# SET TASK
Extract precisely the lines that run from the line containing "cluster. Write the coordinates, one line per instance." to the end of the records below, with both ends included and pictures omitted.

# SUPPLIED INFORMATION

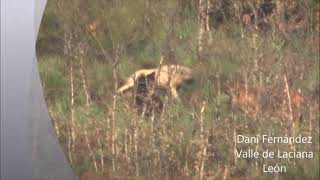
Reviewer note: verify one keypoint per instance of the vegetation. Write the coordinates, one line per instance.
(86, 49)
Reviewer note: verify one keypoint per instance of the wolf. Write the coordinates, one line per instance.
(169, 77)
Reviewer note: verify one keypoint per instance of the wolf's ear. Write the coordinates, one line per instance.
(151, 76)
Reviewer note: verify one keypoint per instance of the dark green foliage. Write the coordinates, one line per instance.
(130, 35)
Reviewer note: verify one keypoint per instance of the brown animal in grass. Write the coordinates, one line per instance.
(148, 85)
(270, 101)
(169, 77)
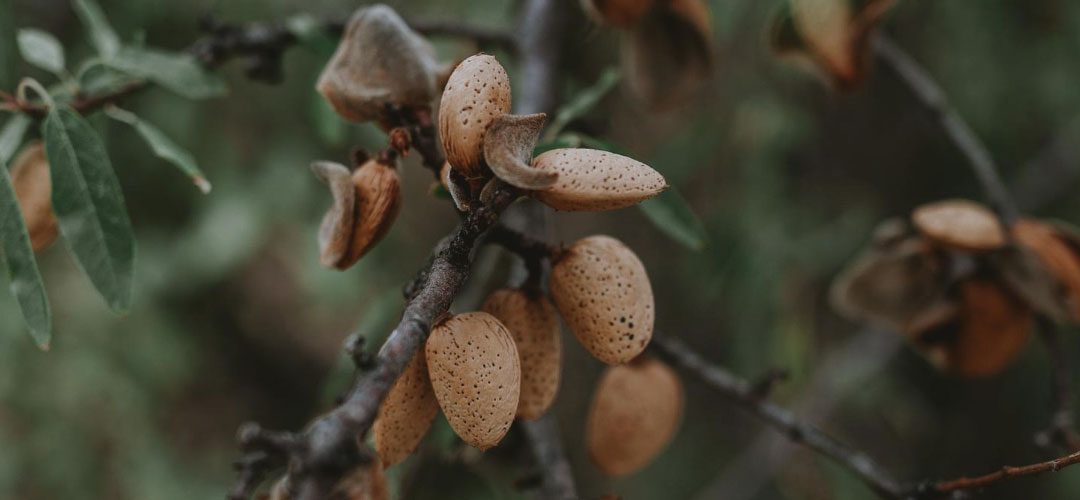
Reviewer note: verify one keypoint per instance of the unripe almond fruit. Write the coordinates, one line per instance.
(406, 414)
(603, 292)
(1056, 255)
(378, 202)
(380, 62)
(476, 376)
(34, 188)
(476, 93)
(960, 224)
(534, 323)
(634, 414)
(592, 180)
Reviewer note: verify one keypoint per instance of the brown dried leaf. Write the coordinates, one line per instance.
(508, 149)
(34, 188)
(336, 230)
(379, 62)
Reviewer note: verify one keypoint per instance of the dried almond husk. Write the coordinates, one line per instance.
(476, 376)
(34, 189)
(960, 225)
(635, 413)
(406, 413)
(476, 94)
(380, 63)
(592, 180)
(604, 294)
(534, 323)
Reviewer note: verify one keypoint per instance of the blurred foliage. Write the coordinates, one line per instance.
(233, 320)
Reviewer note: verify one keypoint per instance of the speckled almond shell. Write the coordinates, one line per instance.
(406, 414)
(476, 93)
(593, 180)
(476, 376)
(534, 323)
(959, 224)
(603, 292)
(34, 188)
(378, 202)
(1056, 255)
(635, 413)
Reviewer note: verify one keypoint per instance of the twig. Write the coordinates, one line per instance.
(1061, 431)
(327, 448)
(931, 96)
(742, 393)
(556, 482)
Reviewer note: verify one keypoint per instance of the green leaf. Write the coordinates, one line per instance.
(178, 72)
(163, 147)
(11, 136)
(41, 50)
(26, 284)
(102, 36)
(90, 205)
(671, 214)
(585, 99)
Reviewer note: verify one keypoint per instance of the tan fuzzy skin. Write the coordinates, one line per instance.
(593, 180)
(34, 188)
(476, 376)
(406, 414)
(635, 413)
(1055, 254)
(378, 202)
(379, 62)
(476, 93)
(534, 323)
(960, 224)
(603, 293)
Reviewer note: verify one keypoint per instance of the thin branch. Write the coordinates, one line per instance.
(931, 96)
(556, 478)
(741, 392)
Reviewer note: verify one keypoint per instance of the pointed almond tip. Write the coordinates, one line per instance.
(203, 185)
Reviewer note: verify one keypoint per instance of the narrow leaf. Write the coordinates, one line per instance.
(90, 205)
(178, 72)
(11, 136)
(41, 50)
(100, 32)
(163, 147)
(583, 102)
(670, 213)
(26, 284)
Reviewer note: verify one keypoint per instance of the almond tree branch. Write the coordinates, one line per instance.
(741, 392)
(931, 96)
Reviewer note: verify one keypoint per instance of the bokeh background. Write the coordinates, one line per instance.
(235, 321)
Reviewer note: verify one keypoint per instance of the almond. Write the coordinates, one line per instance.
(380, 62)
(1056, 255)
(476, 94)
(603, 292)
(592, 180)
(476, 376)
(634, 414)
(34, 188)
(960, 224)
(378, 202)
(534, 323)
(406, 414)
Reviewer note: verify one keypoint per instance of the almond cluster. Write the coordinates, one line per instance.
(960, 286)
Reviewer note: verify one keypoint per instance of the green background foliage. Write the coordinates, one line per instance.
(233, 320)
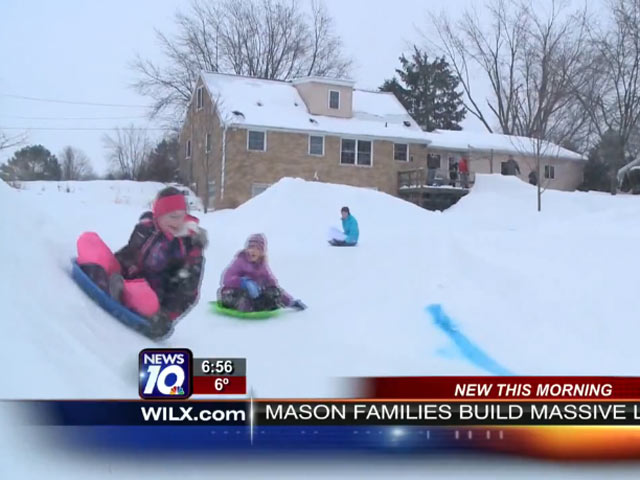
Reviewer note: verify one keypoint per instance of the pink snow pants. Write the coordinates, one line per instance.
(137, 294)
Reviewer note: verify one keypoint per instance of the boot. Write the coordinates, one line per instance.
(98, 275)
(116, 286)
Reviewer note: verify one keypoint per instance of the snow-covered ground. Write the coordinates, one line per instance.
(541, 293)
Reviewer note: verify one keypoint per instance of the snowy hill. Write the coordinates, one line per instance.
(121, 192)
(547, 293)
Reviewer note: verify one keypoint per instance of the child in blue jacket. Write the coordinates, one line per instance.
(350, 228)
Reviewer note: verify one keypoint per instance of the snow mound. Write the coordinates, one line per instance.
(541, 293)
(121, 192)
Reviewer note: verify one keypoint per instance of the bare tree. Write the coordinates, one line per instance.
(11, 141)
(75, 164)
(612, 96)
(531, 59)
(128, 151)
(274, 39)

# CORRECT OUTPUT
Reviewer note: verify one keypoint per instance of the almond cluster. Write the coordinates, one line per instance.
(960, 286)
Reviewer note: verify one keypoint per instance of the green background foliage. Write the coordinates, one line per instance.
(233, 320)
Reviewer note: verify one keypoint per instance of the pink snow pants. Write the coordinates, one line per instance.
(137, 294)
Reviewer note: verify one keypoint per instance of the boot. Write the coordinates, one line per instance.
(98, 275)
(116, 286)
Reviewer note: verify one keypoint per instance of the snow-covered ground. Write the coordinates, one line per instance.
(541, 293)
Reviewer note: verify one keypoint per instance of the snowy hill. Write the coordinates, one line per instance.
(121, 192)
(547, 293)
Reviewer note: verify one keypoint per instance of the child in blue jacket. Write the coordinates, one line per instance.
(350, 228)
Reviewer note: verify one keypoint per instance of the snow mound. Write the coordinates, one line per instance.
(541, 293)
(121, 192)
Reviewer note: verify one keypoint per instance of the bare tree. Write the coordinates, one line per instance.
(11, 141)
(75, 164)
(612, 96)
(531, 59)
(128, 151)
(274, 39)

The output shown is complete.